Passage to read =
The QS mark, from Authorized Manufacturing for Enterprises (企业食品生产许可; Pinyin: Qǐyè shípǐn shēngchǎn xǔkě) and also stands for the English words "quality" and "safety", is a Chinese quality and safety mark for food, beverages and other products, formally known as the Industrial Product Manufacturing License.

== Description ==

Introduced in 2003, it is managed by the General Administration of Quality Supervision, Inspection and Quarantine (GAQSIQ). The license is required for many product categories if they are both manufactured and sold in China. The mark was deprecated in October 2018, and replaced with the SC system, which consists of the letters SC followed by a 14 digit number. SC means "Production" (生产; Pinyin: Shēngchǎn) and the number is partially unique to each food processing facility. The first three digits represent the food category, the next two digits represent the province, the 6th and 7th digits represent the city, the 8th and 9th the district, the 10th to 13th are the sequence code for the production license, which is unique and has to be renewed every 5 years, and the last digit is the evaluation code. An example code is SC10532011500380, which means: 105: milk, 32: Jiangsu, 01: Nanjing, 15: Jiangning district, 0038: license number, and 0: evaluation code, Meaning that the product was made in the Jiangning district of Nanjing, Jiangsu province.

Excerpted data =

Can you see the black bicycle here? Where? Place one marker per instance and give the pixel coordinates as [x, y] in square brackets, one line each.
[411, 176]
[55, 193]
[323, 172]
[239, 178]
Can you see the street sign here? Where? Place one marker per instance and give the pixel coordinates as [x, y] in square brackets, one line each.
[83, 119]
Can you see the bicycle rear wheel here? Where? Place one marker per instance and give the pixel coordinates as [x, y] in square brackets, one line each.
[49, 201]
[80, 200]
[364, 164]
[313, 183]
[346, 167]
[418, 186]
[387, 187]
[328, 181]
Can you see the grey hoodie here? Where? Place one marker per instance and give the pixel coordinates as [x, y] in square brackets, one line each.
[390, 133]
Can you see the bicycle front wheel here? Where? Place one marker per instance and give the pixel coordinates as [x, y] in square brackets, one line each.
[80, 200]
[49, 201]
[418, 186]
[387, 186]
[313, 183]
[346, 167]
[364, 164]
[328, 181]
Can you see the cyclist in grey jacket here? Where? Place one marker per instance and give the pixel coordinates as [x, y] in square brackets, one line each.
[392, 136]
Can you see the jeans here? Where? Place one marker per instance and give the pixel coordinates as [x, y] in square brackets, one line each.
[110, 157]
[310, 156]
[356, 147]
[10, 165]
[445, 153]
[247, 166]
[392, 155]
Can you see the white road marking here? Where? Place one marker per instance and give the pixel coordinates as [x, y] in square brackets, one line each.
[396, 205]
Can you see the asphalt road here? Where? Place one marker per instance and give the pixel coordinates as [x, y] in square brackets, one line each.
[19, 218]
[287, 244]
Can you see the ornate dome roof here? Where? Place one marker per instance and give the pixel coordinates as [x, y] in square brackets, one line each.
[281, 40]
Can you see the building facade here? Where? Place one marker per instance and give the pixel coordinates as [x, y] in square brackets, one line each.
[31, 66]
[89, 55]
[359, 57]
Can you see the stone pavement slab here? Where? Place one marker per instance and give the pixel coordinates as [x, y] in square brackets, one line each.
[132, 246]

Work request 1 =
Answer these questions from the passage on the QS mark:
(a) Which two English words does "QS" also stand for?
(b) In what year was the mark introduced?
(c) In which month and year was the mark deprecated?
Work request 2 =
Write out everything in the passage on the QS mark from "The QS mark, from" down to "Product Manufacturing License.", replacing "beverages" with "drinks".
The material has no connection to the passage on the QS mark.

Written solution 1 =
(a) "Quality" and "safety"
(b) 2003
(c) October 2018

Written solution 2 =
The QS mark, from Authorized Manufacturing for Enterprises (企业食品生产许可; Pinyin: Qǐyè shípǐn shēngchǎn xǔkě) and also stands for the English words "quality" and "safety", is a Chinese quality and safety mark for food, drinks and other products, formally known as the Industrial Product Manufacturing License.